# [AIM OF THE TASK]
Transcribe the records below exactly, leaving out any pictures.

# [INPUT FOR THIS TASK]
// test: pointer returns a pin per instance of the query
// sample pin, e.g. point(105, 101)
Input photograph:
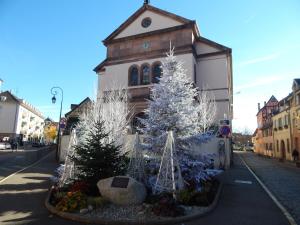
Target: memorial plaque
point(120, 182)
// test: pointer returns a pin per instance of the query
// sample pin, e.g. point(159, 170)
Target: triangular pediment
point(160, 19)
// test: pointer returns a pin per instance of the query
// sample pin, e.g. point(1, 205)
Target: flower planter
point(89, 219)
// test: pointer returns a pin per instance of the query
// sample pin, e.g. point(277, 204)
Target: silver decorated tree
point(68, 172)
point(169, 178)
point(136, 164)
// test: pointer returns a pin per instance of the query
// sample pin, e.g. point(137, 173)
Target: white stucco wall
point(158, 22)
point(212, 147)
point(212, 73)
point(202, 48)
point(34, 123)
point(7, 117)
point(117, 75)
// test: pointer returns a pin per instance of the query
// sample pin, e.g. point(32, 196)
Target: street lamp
point(54, 92)
point(1, 82)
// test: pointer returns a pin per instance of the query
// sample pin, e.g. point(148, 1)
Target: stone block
point(122, 190)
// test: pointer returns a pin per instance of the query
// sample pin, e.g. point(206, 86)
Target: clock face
point(146, 45)
point(146, 22)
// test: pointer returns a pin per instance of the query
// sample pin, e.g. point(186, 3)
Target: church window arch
point(133, 76)
point(156, 72)
point(145, 74)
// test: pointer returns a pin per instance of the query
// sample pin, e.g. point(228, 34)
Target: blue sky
point(58, 43)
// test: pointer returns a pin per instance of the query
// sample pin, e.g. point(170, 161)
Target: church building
point(137, 47)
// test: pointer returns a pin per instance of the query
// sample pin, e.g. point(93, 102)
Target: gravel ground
point(136, 213)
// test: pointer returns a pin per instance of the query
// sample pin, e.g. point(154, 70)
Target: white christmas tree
point(169, 177)
point(68, 173)
point(111, 106)
point(172, 105)
point(136, 164)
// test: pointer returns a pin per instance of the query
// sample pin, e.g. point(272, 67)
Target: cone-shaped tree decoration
point(136, 164)
point(169, 177)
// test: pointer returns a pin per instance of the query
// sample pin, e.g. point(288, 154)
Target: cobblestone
point(282, 179)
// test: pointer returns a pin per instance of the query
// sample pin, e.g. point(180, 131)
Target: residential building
point(264, 135)
point(284, 137)
point(295, 116)
point(282, 130)
point(19, 119)
point(50, 130)
point(76, 111)
point(136, 49)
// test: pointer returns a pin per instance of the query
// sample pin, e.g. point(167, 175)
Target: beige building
point(282, 136)
point(137, 47)
point(19, 119)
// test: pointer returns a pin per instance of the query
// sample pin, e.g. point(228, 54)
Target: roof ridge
point(137, 14)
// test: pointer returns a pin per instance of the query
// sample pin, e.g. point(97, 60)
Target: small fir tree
point(98, 158)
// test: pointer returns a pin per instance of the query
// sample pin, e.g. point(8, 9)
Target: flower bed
point(155, 210)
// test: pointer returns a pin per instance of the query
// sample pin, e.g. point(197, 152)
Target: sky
point(58, 43)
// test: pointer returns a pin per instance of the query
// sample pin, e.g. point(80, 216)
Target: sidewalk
point(22, 196)
point(22, 199)
point(242, 203)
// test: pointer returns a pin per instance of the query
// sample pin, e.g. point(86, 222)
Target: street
point(283, 180)
point(240, 203)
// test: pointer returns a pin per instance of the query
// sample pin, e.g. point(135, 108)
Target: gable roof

# [RESULT OF THE EXERCISE]
// test: pointer returns a pin per instance of the query
// sample pin, e.g. point(105, 101)
Input photograph:
Target: memorial plaque
point(120, 182)
// test: pointer returns a pin per instance of the query
// sample pin, e.g. point(159, 170)
Target: triangular pediment
point(160, 19)
// test: pointer returns a pin per instance of the query
// sample pin, e.g. point(1, 205)
Target: flower planter
point(89, 219)
// test: pointer returns a pin per instance of the query
// sample pin, e.g. point(277, 204)
Target: silver decorated tree
point(68, 172)
point(169, 178)
point(136, 164)
// test: pointer returns a pin per instance of the query
// sample pin, e.g. point(137, 173)
Target: white stucco wall
point(158, 22)
point(212, 147)
point(212, 73)
point(202, 48)
point(34, 123)
point(7, 117)
point(117, 75)
// test: pointer returns a pin per instance of the query
// sample pin, e.g. point(32, 196)
Target: street lamp
point(54, 92)
point(1, 82)
// test: pointer returns a pin per instance of the query
// sample pin, e.g. point(148, 1)
Target: stone block
point(122, 190)
// test: pointer returns a pin per instance of the query
// sample pin, e.g. point(206, 86)
Target: clock face
point(146, 45)
point(146, 22)
// test: pointer returns a pin per instance of the query
// sample pin, e.g. point(186, 3)
Target: church window arch
point(133, 76)
point(156, 72)
point(145, 74)
// test: pointer returns a pin per instance of the query
// sample pin, e.g. point(228, 34)
Target: blue sky
point(58, 43)
// test: pointer returns a pin per instance of the query
// sample pin, e.g. point(170, 161)
Target: church building
point(137, 47)
// test: pointer returns a pin per instance of the query
// sample pin, e.g. point(93, 102)
Target: gravel ground
point(136, 213)
// test: pointer returns a pin per instance of the query
// sample pin, e.g. point(154, 70)
Target: white christmas tree
point(169, 177)
point(68, 173)
point(111, 106)
point(172, 105)
point(136, 164)
// test: pointer returns a pin per instance of the query
// sample pin, e.g. point(272, 67)
Target: cone-shaped tree decoration
point(136, 164)
point(169, 177)
// test: pointer returns a pin per instance of the query
// sample pin, e.g. point(288, 154)
Target: cobblestone
point(282, 179)
// test: pointer returns a pin per instance of the query
// sample pin, e.g. point(180, 131)
Target: residential building
point(264, 135)
point(284, 137)
point(295, 116)
point(282, 130)
point(19, 119)
point(50, 130)
point(76, 111)
point(136, 49)
// test: pointer returns a pin per instance of the query
// sample pin, e.g. point(167, 175)
Target: beige building
point(282, 136)
point(137, 47)
point(19, 119)
// test: pointer returns a pin per instance of the query
// sample pin, e.g. point(228, 54)
Target: roof ridge
point(137, 14)
// test: pointer returns a pin per instance of the query
// sample pin, e.g. point(97, 60)
Target: small fir tree
point(98, 158)
// test: pointer returns a pin per instance of the query
// sample pin, e.g. point(8, 9)
Target: flower bed
point(155, 210)
// test: pointer returns a pin per instance of the query
// sample pin, e.g. point(197, 152)
Target: sky
point(58, 43)
// test: pointer returns a pin per instance of the query
// sample pin, e.g. point(80, 216)
Target: sidewalk
point(22, 196)
point(22, 199)
point(242, 203)
// test: pointer returns a pin per instance of the query
// sample pin, e.g. point(86, 222)
Target: street
point(283, 180)
point(240, 203)
// test: pointer returns a pin per instance of the query
// sample pin, e.g. point(135, 108)
Target: gable roof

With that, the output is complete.